**EXERCISE PROMPT:** Identify each line below that contains the word "pink", and copy it out.

Spatial localization data

◆ ◆ ◆ ◆ ◆

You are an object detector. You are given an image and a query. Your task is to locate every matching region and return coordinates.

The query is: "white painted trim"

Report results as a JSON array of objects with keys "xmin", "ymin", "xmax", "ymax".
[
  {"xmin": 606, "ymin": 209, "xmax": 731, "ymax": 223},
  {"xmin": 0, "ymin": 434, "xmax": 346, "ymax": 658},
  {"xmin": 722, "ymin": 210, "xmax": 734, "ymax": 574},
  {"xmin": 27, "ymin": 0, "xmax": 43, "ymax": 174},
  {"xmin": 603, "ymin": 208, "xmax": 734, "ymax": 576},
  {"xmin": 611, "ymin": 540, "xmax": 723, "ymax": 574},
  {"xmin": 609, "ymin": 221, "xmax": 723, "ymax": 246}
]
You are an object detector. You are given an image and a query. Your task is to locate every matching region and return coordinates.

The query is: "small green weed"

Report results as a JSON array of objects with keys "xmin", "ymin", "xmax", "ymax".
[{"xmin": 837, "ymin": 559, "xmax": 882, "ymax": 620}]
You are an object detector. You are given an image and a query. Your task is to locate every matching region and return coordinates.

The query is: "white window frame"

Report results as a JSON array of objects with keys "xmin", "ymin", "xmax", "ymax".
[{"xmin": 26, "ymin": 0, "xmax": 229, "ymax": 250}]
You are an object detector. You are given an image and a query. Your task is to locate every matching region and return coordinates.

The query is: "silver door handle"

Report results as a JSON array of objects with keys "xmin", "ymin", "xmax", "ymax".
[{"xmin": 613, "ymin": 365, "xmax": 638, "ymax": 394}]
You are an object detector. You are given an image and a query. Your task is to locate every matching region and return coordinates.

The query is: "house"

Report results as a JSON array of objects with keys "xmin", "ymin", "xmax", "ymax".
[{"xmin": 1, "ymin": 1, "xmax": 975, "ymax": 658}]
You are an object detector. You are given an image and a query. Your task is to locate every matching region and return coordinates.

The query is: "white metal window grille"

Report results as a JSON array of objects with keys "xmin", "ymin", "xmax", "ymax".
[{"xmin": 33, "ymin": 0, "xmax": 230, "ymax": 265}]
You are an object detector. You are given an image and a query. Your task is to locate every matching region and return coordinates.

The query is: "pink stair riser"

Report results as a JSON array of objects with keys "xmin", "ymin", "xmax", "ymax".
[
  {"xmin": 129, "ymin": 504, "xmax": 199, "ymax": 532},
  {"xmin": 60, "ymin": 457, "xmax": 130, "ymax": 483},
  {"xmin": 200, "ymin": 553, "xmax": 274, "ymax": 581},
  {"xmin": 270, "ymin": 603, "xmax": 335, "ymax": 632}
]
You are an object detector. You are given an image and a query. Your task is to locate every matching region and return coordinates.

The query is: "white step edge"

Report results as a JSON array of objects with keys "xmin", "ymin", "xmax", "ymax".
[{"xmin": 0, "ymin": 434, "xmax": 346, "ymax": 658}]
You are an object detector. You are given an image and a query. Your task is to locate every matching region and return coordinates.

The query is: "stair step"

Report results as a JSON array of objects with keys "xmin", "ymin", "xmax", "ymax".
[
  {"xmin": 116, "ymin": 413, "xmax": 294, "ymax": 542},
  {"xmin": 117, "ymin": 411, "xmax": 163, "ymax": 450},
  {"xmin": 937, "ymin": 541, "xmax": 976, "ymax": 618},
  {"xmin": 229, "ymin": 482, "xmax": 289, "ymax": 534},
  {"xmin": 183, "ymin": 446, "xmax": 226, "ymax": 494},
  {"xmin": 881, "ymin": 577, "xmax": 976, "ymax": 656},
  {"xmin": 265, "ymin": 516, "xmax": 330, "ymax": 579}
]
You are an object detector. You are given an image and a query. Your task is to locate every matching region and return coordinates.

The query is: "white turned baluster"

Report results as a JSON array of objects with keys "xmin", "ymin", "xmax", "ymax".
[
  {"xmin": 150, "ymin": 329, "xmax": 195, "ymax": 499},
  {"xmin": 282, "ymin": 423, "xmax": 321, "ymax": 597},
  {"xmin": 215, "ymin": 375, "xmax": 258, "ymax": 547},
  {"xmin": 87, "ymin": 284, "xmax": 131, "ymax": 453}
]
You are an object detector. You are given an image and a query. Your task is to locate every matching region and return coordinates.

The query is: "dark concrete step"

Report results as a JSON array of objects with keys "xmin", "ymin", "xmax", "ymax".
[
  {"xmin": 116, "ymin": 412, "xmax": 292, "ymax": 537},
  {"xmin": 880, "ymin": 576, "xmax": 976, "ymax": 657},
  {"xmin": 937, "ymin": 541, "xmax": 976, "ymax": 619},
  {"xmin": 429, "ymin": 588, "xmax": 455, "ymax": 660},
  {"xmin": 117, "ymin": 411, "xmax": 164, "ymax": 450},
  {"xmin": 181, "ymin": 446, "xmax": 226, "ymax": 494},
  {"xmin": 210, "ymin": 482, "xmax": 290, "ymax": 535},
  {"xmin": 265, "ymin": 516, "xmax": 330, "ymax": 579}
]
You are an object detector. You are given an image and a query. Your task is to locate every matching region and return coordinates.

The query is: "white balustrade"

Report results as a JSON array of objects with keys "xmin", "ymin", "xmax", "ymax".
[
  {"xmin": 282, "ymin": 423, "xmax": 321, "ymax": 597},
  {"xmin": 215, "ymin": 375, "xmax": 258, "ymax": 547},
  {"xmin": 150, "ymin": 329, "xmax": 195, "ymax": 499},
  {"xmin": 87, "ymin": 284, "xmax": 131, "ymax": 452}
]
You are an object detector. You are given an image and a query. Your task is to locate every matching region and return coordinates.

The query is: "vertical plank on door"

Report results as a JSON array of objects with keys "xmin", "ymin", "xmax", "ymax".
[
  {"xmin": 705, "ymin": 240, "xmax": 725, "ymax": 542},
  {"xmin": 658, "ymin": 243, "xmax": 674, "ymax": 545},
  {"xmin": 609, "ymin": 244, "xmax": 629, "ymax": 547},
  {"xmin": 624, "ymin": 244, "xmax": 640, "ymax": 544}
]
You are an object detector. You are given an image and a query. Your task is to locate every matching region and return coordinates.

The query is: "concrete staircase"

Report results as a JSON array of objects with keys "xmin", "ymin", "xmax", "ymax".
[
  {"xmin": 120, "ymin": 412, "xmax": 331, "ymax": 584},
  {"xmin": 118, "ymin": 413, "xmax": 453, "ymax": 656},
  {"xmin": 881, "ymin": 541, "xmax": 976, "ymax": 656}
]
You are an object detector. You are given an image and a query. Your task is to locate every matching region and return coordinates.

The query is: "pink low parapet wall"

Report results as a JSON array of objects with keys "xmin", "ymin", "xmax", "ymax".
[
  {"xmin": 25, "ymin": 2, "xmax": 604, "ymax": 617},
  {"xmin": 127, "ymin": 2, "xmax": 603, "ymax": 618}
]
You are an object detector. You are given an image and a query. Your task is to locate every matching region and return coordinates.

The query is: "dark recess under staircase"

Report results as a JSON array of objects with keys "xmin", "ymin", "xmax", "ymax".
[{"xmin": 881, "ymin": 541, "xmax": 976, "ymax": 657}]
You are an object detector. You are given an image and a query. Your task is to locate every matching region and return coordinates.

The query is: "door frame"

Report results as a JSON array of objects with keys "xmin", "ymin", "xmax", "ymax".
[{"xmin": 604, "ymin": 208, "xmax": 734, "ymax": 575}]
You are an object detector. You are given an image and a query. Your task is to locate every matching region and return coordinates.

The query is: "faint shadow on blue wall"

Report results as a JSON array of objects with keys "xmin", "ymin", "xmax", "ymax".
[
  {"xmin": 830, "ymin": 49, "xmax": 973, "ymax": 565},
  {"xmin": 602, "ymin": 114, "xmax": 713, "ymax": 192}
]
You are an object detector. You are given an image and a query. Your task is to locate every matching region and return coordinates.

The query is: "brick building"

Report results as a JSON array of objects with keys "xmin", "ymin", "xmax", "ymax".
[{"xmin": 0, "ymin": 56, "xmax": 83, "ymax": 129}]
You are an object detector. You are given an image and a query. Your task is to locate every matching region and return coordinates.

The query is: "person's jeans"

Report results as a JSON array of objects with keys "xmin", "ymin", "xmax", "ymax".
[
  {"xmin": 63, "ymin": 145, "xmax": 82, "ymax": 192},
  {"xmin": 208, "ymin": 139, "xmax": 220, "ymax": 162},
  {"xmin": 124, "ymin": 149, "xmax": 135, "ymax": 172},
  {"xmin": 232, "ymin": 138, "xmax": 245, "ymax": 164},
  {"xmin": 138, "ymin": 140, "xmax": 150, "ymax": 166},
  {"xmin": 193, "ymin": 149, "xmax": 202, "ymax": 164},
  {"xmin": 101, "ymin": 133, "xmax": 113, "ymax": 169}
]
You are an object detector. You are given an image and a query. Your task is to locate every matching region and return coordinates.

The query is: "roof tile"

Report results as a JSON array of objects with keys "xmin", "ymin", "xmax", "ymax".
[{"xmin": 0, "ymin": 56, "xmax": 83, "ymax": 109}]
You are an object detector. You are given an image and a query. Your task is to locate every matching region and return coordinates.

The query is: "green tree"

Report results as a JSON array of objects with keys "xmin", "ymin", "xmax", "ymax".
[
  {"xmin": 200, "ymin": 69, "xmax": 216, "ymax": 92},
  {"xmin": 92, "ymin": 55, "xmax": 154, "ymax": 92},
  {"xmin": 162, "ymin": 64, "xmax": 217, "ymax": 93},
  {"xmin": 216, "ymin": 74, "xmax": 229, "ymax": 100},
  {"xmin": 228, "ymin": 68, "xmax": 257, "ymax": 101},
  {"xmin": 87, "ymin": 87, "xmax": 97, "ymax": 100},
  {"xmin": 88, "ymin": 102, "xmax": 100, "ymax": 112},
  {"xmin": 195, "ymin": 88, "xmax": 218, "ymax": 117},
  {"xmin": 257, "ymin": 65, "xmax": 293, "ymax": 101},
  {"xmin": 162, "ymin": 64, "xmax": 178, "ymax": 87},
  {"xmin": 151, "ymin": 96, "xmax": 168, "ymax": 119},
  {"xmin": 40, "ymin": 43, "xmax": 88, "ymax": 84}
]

◆ ◆ ◆ ◆ ◆

**ANSWER TO THIS TASK:**
The query is: "pink stair riser"
The query is: "pink low parapet wall"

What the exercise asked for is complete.